# Guitars you've owned past and present



## soliloquy (Mar 29, 2009)

Mods: move it wherever you want...if you want to...

pron is always a good thing... 

my go....i'll post pictures if i get requests

guitars: 
-nameless classical guitar, bought for 20 bucks. someone stole it :S 
-fender acoustic. made in indeonesia. broken bridge. still have it 
-Saga electric strat guitar kit. sold 
-Peavey Vortex EX- sold 
-Peavey V-Type EXP(sold today) 
-Tokai NLP 40 PRS type guitar (sale pending) 
-Agile AL 3100 blue flame EMG(still have it) 
-Fina Acoustic/electric (still have) 
-Agile AL 3000 rootbeer slim neck(still have it) 
-Dean V 79 cherry burst(still have it) 

coming soon hopefully 
Agile PS 924 green quilt 
some sort of classical guitar 

some other white guitar... 

amp 
line 6 15 watt practice amp(still have)


----------



## leftyguitarjoe (Mar 29, 2009)

In the order I got them

1. Johnson strat knockoff. its a piece of shit, but its what started it all, so I keep it around

2. Epiphone LP-100. A cheap LP, but not the cheapest. I painted it and made it sort of a memorial for a person I was very close to who died.

3. Fender Stratocaster. I really like this guitar. Its light, and the DiMarzio I have in it sounds great. I'm currently fretless-itizing it

4. Ibanez AE-10 acoustic. Its a nice electric-acoustic. I play it often

5. Some acoustic 12 string I got for dirt cheap. It was fun for half an hour then it got boring. Pawned it off for movie tickets.

__Records supplied__
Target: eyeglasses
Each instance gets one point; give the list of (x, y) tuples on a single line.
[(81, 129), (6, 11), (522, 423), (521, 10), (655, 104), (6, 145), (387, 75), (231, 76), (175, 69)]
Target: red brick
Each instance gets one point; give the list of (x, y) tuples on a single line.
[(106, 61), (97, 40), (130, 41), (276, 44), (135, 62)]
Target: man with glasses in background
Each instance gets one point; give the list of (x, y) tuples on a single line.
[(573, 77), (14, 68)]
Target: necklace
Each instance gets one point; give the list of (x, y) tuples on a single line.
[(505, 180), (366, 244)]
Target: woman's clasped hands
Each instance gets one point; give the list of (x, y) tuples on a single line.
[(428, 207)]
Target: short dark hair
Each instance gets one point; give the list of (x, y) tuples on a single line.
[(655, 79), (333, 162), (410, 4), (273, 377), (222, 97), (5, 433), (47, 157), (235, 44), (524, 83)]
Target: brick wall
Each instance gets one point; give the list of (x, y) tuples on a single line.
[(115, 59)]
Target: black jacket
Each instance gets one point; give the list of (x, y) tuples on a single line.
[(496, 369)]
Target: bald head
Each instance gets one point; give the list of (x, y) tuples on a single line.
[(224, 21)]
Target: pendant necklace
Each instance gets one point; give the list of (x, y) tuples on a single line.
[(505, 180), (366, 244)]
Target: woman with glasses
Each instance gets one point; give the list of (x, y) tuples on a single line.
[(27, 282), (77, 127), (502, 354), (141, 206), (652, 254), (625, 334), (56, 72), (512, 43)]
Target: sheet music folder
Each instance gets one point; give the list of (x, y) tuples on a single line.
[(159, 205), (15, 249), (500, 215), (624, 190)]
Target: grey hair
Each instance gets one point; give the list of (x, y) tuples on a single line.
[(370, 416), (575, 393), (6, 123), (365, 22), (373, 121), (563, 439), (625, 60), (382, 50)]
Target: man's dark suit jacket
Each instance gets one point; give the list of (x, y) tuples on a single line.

__Request__
Write out the portion of the guitar thread between "-Tokai NLP 40" and "practice amp(still have)", inclusive, word for word. The items are separate from the guitar thread.

__Solution for this task__
-Tokai NLP 40 PRS type guitar (sale pending) 
-Agile AL 3100 blue flame EMG(still have it) 
-Fina Acoustic/electric (still have) 
-Agile AL 3000 rootbeer slim neck(still have it) 
-Dean V 79 cherry burst(still have it) 

coming soon hopefully 
Agile PS 924 green quilt 
some sort of classical guitar 

some other white guitar... 

amp 
line 6 15 watt practice amp(still have)